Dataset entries

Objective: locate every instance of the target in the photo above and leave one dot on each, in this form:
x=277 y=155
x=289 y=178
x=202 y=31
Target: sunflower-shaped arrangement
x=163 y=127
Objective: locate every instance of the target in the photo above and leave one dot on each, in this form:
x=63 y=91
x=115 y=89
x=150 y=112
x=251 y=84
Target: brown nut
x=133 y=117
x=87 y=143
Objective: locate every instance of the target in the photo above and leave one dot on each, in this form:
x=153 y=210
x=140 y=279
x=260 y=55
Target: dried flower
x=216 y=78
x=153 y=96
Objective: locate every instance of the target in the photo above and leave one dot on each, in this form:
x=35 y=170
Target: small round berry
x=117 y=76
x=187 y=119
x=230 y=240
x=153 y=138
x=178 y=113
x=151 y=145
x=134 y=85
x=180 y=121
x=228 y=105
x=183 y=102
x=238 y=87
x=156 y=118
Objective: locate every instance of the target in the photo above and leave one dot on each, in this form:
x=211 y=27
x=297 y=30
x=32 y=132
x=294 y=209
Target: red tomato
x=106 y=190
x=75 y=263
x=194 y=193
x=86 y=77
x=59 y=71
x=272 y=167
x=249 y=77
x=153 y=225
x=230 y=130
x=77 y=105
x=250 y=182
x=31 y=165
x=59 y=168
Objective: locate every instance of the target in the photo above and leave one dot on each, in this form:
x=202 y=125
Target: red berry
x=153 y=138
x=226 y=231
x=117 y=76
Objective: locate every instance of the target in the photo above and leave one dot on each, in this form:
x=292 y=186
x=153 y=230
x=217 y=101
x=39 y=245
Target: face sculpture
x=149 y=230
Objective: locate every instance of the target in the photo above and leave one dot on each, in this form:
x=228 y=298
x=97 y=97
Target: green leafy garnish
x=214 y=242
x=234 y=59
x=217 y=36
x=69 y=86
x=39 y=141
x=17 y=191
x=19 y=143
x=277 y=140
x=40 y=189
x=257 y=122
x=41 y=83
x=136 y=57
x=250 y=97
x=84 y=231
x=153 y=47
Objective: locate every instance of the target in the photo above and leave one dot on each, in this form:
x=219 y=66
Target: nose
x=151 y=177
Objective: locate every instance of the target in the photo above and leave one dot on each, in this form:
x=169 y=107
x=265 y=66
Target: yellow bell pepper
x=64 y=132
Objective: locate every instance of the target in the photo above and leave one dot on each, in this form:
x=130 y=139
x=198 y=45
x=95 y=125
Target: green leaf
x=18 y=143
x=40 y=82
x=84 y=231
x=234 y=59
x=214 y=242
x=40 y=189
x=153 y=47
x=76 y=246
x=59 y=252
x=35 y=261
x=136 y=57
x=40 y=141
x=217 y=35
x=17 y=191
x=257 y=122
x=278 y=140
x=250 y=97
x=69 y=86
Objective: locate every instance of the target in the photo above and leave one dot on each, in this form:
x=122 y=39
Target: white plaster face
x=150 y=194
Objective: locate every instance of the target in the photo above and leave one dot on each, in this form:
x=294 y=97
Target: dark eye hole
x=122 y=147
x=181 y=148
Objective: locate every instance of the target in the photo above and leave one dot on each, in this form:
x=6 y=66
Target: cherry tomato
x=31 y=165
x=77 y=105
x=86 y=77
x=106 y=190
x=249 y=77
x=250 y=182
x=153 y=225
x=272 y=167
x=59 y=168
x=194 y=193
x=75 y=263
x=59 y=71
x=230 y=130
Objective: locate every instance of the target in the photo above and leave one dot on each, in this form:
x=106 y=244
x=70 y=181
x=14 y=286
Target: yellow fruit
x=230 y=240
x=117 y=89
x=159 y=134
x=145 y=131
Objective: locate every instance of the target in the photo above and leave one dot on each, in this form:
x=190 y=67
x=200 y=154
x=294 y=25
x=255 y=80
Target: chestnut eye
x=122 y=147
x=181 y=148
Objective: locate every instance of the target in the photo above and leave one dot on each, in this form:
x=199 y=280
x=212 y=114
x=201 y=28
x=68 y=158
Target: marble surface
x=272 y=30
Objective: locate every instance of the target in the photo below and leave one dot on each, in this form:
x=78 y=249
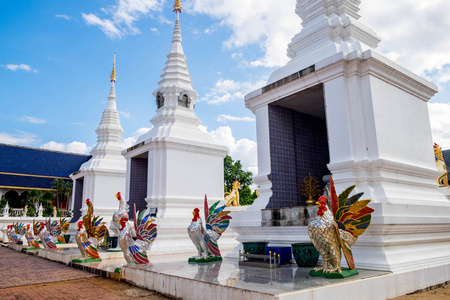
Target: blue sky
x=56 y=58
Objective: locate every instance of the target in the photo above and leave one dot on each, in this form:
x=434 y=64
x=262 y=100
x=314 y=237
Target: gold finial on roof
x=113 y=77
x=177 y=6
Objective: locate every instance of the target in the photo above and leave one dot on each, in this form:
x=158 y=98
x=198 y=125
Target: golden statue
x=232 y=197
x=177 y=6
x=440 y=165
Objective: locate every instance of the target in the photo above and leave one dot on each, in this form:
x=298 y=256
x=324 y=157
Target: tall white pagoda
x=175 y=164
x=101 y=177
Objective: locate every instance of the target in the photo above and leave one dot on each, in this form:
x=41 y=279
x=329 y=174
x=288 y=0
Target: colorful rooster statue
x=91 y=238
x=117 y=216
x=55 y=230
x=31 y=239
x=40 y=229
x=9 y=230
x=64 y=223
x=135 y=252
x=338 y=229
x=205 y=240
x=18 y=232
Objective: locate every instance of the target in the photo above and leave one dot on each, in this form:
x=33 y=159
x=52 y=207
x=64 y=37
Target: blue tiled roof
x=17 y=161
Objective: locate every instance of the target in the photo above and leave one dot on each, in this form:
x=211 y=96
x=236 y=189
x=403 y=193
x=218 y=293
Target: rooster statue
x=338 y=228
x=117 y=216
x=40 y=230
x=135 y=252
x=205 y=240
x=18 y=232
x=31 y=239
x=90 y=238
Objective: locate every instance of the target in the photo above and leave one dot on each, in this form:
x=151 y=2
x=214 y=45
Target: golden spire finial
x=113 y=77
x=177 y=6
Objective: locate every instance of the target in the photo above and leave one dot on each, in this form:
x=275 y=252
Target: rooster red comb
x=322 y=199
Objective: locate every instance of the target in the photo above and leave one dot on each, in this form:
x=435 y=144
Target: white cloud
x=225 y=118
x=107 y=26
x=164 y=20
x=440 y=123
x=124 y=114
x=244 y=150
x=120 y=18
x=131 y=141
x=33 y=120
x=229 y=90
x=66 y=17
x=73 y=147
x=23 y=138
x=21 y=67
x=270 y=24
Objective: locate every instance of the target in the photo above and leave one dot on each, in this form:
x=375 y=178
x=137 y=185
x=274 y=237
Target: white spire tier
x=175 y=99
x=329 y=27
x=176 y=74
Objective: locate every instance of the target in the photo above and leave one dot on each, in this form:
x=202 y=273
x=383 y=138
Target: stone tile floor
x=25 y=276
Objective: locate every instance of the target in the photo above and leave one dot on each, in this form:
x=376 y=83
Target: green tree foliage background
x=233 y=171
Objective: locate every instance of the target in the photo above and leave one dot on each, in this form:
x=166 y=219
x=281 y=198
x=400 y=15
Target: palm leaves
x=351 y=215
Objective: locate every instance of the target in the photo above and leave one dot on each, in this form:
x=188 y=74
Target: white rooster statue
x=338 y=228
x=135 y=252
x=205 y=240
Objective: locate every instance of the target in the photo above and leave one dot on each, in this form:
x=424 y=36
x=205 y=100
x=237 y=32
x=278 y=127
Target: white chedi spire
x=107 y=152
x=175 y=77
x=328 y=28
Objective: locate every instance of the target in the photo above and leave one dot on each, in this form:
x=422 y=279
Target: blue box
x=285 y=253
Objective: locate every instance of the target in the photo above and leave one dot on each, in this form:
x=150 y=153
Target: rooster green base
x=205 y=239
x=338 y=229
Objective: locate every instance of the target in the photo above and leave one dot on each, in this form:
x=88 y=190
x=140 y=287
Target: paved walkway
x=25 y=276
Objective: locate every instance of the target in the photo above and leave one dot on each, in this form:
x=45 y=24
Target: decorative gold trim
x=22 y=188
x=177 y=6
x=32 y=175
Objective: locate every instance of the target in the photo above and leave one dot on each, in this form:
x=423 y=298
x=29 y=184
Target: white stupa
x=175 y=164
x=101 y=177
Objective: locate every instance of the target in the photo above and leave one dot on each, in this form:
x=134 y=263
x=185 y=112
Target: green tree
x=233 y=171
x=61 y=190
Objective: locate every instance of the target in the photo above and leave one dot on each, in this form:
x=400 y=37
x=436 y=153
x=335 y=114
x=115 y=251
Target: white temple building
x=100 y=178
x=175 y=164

* * *

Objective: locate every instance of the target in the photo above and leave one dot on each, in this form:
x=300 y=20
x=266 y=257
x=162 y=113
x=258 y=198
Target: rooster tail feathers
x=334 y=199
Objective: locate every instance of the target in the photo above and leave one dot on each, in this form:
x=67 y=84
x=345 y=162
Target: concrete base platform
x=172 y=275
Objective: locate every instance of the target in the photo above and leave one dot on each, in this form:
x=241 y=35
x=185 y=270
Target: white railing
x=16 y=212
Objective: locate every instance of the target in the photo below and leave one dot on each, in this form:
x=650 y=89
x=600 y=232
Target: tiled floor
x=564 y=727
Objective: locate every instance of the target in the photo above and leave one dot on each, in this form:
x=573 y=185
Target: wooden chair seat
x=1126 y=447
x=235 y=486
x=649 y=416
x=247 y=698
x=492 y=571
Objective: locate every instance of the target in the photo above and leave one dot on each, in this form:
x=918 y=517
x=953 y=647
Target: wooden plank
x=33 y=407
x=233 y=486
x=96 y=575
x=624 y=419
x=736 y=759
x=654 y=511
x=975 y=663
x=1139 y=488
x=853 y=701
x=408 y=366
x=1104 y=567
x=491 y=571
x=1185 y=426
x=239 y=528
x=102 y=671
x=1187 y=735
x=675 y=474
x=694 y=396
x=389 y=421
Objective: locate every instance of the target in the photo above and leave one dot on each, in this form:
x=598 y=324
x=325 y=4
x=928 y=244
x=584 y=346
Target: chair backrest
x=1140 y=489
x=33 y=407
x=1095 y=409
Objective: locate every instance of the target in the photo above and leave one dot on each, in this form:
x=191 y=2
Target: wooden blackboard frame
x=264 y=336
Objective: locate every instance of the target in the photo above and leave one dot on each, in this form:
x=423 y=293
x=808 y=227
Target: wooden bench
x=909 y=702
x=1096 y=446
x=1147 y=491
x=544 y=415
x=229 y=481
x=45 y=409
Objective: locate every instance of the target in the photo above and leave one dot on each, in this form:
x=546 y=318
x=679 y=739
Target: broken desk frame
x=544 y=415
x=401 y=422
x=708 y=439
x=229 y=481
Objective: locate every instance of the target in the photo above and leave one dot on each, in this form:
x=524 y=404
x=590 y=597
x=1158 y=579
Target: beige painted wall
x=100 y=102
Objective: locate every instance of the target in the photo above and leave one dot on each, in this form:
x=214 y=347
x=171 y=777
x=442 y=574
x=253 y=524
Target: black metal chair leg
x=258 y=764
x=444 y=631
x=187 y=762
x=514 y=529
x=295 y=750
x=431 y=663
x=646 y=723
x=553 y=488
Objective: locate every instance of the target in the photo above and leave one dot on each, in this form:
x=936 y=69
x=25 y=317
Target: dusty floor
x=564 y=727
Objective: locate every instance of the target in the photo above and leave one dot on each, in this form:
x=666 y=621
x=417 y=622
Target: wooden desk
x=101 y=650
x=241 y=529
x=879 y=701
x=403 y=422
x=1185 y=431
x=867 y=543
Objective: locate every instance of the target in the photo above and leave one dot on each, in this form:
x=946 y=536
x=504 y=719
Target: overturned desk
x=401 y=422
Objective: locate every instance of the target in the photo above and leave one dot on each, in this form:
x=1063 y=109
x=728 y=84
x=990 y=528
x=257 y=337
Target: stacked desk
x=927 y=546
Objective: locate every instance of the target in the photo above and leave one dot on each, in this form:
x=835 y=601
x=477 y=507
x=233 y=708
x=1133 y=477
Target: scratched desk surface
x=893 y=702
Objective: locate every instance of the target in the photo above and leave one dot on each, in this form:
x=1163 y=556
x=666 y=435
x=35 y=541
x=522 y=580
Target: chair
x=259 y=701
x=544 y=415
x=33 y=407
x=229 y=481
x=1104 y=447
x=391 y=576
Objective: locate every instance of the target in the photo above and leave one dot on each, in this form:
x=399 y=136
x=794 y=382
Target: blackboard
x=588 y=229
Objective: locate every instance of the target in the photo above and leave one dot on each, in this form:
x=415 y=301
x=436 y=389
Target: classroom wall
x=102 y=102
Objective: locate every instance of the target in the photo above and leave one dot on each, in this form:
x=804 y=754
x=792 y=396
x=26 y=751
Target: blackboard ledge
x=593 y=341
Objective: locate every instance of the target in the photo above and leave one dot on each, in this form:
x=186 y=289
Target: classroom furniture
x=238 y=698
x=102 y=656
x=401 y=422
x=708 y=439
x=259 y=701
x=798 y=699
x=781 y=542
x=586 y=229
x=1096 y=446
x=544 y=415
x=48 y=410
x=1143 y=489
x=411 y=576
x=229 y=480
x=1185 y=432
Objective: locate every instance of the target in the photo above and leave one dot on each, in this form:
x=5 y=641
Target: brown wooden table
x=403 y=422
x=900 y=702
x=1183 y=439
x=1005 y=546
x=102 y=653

-- Task requirements --
Look above for the line that contains "Target: white cloud". Starting there, transcribe every line exactly until you have copied the line that contains "x=134 y=263".

-- Response area --
Target: white cloud
x=225 y=118
x=107 y=26
x=164 y=20
x=440 y=123
x=124 y=114
x=244 y=150
x=120 y=18
x=131 y=141
x=33 y=120
x=229 y=90
x=66 y=17
x=73 y=147
x=23 y=138
x=21 y=67
x=270 y=24
Objective: locate every instance of the target in the photo above and leave one dot on each, in this form:
x=375 y=178
x=137 y=185
x=274 y=237
Target: white spire tier
x=175 y=99
x=329 y=27
x=176 y=74
Objective: locate every instance of the target in the photo above and leave one dot on each, in this form:
x=202 y=273
x=383 y=138
Target: stone tile floor
x=25 y=276
Objective: locate every instance of the target in the photo above and leave one dot on each, in this form:
x=376 y=83
Target: green tree foliage background
x=233 y=171
Objective: locate every instance of the target in the photo above and leave one dot on each, in this form:
x=166 y=219
x=281 y=198
x=400 y=15
Target: palm leaves
x=351 y=215
Objective: locate every instance of the target in the photo above and leave one dot on each, in this form:
x=188 y=74
Target: white rooster statue
x=338 y=228
x=135 y=252
x=205 y=240
Objective: locate every instance of the target in the photo above and leave one dot on each, in this form:
x=424 y=36
x=205 y=100
x=237 y=32
x=278 y=127
Target: white chedi spire
x=107 y=152
x=175 y=77
x=328 y=28
Objective: locate every instance of the target in the photo above and leave one dot on each, in this form:
x=422 y=279
Target: blue box
x=285 y=253
Objective: locate every instance of the target in the photo above and leave one dot on each, in this form:
x=150 y=153
Target: rooster green base
x=205 y=239
x=338 y=229
Objective: locate every instance of the target in the photo above and leave one dot on each, in this form:
x=88 y=190
x=140 y=287
Target: paved walkway
x=25 y=276
Objective: locate every instance of the target in the photo above and leave one dot on each, in this form:
x=45 y=24
Target: decorative gold trim
x=22 y=188
x=177 y=6
x=32 y=175
Objective: locate every instance of the target in the photo above and leave one dot on each, in this form:
x=423 y=298
x=29 y=184
Target: white stupa
x=175 y=164
x=101 y=177
Objective: locate every instance of the target in the photo above and leave one dot on each, in this form:
x=134 y=263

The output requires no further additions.